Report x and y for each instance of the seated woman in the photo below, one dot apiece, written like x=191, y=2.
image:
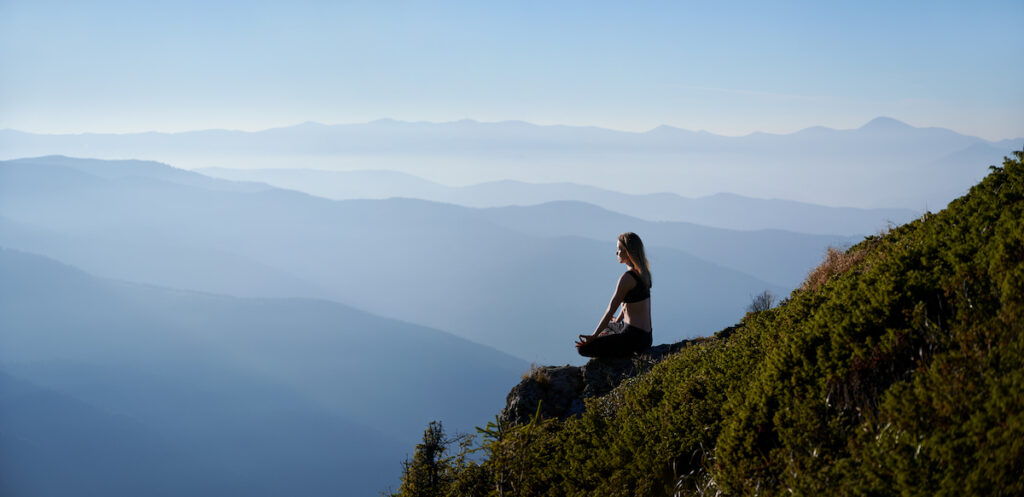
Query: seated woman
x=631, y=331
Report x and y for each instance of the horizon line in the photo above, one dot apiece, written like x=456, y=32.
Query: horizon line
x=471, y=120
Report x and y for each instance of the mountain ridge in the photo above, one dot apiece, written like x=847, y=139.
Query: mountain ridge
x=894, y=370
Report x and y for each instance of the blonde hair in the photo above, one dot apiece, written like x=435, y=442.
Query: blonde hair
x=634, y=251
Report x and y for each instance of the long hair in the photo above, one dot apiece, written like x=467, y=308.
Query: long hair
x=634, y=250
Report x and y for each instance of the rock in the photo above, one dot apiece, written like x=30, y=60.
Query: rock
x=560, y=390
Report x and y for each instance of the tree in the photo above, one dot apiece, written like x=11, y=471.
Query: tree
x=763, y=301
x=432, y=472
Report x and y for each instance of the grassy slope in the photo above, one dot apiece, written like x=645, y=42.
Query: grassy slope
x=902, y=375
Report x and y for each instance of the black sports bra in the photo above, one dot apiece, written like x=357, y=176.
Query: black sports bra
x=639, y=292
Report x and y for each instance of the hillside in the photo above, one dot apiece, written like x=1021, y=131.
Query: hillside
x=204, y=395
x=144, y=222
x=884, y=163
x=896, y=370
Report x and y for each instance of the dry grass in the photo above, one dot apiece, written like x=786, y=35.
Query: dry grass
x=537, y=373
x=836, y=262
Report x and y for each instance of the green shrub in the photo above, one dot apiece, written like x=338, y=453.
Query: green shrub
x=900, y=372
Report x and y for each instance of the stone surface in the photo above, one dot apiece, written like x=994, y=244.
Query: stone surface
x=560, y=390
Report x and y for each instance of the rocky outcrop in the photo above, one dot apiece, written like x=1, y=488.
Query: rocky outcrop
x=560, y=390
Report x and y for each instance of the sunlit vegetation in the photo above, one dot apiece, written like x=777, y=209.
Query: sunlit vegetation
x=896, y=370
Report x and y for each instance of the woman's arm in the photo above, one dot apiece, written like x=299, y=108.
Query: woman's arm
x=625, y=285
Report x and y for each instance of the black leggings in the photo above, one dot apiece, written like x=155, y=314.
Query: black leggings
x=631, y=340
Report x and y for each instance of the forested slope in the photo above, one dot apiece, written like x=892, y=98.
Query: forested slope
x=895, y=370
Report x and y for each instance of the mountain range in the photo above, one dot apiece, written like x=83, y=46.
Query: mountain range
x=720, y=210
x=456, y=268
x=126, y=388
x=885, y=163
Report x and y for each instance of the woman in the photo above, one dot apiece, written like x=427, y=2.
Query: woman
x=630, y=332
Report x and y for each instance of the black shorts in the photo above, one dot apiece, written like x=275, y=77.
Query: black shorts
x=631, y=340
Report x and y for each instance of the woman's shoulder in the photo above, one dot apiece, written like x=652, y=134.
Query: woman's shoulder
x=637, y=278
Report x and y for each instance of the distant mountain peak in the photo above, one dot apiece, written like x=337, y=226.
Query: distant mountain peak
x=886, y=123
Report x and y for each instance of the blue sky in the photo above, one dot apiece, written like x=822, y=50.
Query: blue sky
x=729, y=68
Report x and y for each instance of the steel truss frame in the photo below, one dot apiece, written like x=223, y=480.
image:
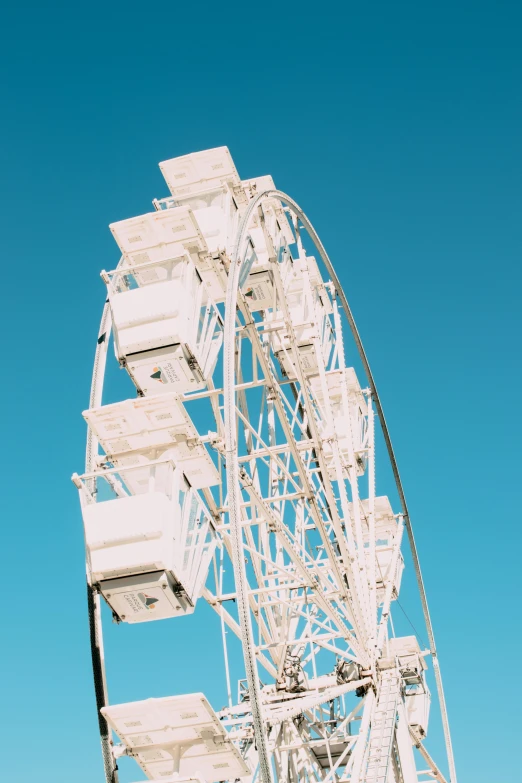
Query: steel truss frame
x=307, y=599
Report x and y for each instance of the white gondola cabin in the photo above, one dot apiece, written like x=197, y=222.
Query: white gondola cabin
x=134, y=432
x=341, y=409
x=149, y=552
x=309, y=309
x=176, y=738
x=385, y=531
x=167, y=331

^^^^^^^^^^^^^^^^

◆ **PROBLEM DETAILS**
Update all of the material above by replacing "one dot apiece" with "one point each" everywhere it occurs and leaving everything else unchanged. Omit the pictures from your copy.

◆ **EXPECTED OUTPUT**
Report x and y for each instance of the seated woman in the photo below, one point each, written like x=191, y=2.
image:
Query: seated woman
x=631, y=331
Report x and y for each instance of the horizon line in the photo above, one point each, written like x=456, y=32.
Query: horizon line
x=471, y=120
Report x and y for each instance of the mountain ridge in the photo above, one point each, written like x=847, y=139.
Query: mountain ridge
x=894, y=370
Report x and y for each instance of the blonde hair in the photo above, one point each, written like x=435, y=442.
Query: blonde hair
x=634, y=251
Report x and y for each instance of the long hair in the photo above, one point each, written like x=467, y=308.
Query: long hair
x=634, y=250
Report x and y for each instance of the rock in the photo above, one point each, written like x=30, y=60.
Query: rock
x=560, y=390
Report x and y for each instance of the tree in the photo above, one point each, written like x=11, y=471.
Query: tree
x=763, y=301
x=432, y=472
Report x and y for each instance of the grassy slope in the photo above, one point each, written like x=645, y=42.
Query: grassy slope
x=902, y=375
Report x and y for each instance of the black sports bra in the photo above, one point each, written like x=357, y=176.
Query: black sports bra
x=639, y=292
Report x and y for each instance of the hillside in the photo above, one point each, written like x=1021, y=131.
Query: hillside
x=204, y=395
x=144, y=222
x=884, y=163
x=896, y=370
Report x and y for each instance of the dry grass in the photo above, one point each, written like x=786, y=35.
Query: dry grass
x=537, y=373
x=836, y=262
Report x and y for each instance of the green shrub in the photo above, one point each, written like x=338, y=453.
Query: green shrub
x=900, y=372
Report x and y for each instance of the stone surface in the photo above, one point each, written like x=994, y=244.
Query: stone surface
x=560, y=390
Report x and y for each instance of the rocky outcrop in the photo above, one point each, written like x=1, y=488.
Query: rocky outcrop
x=560, y=390
Report x and y for each instance of the sunlit vegetation in the photo above, one point each, written like x=777, y=209.
Query: sunlit vegetation
x=896, y=370
Report x and y for each instance of the woman's arm in the photo above, one point each, written like x=299, y=108.
Query: woman's arm
x=625, y=285
Report x and y for each instance of the black leggings in the photo above, one point each, written like x=155, y=314.
Query: black leggings
x=631, y=340
Report x and y for each instance of the forested slope in the photo above, one point each, written like x=892, y=98.
Query: forested slope
x=895, y=370
Report x and y for each instance of the mountain range in the photo above, one point each, written like x=83, y=46.
Query: mountain range
x=720, y=210
x=456, y=268
x=126, y=388
x=885, y=163
Report x and y for each instance of the woman in the photo above, one point each, written like x=427, y=2.
Query: woman
x=630, y=332
Report x and y for each instance of the black shorts in the photo above, one point each, written like x=275, y=77.
Query: black shorts
x=631, y=340
Report x and y for each instance of the woman's shoulder in the photo above, one point each, written like x=652, y=134.
Query: woman's shoulder
x=637, y=278
Report x and y for each instance of the distant mountain peak in the photo above, one point each, written like x=337, y=226.
Query: distant mountain peak
x=886, y=123
Report x and y for each instance of the blue sky in the photo above, one point each, written like x=822, y=50.
Query: blue sky
x=729, y=68
Report x and y for each instance of the steel truss frame in the photo below, one point each, written like x=223, y=480.
image:
Query: steel truss frame
x=307, y=599
Report x and y for each instance of the white gondola cabin in the photo above, one point each, written like x=197, y=222.
Query: white gondola cabin
x=134, y=432
x=341, y=409
x=149, y=552
x=309, y=309
x=176, y=738
x=385, y=531
x=167, y=331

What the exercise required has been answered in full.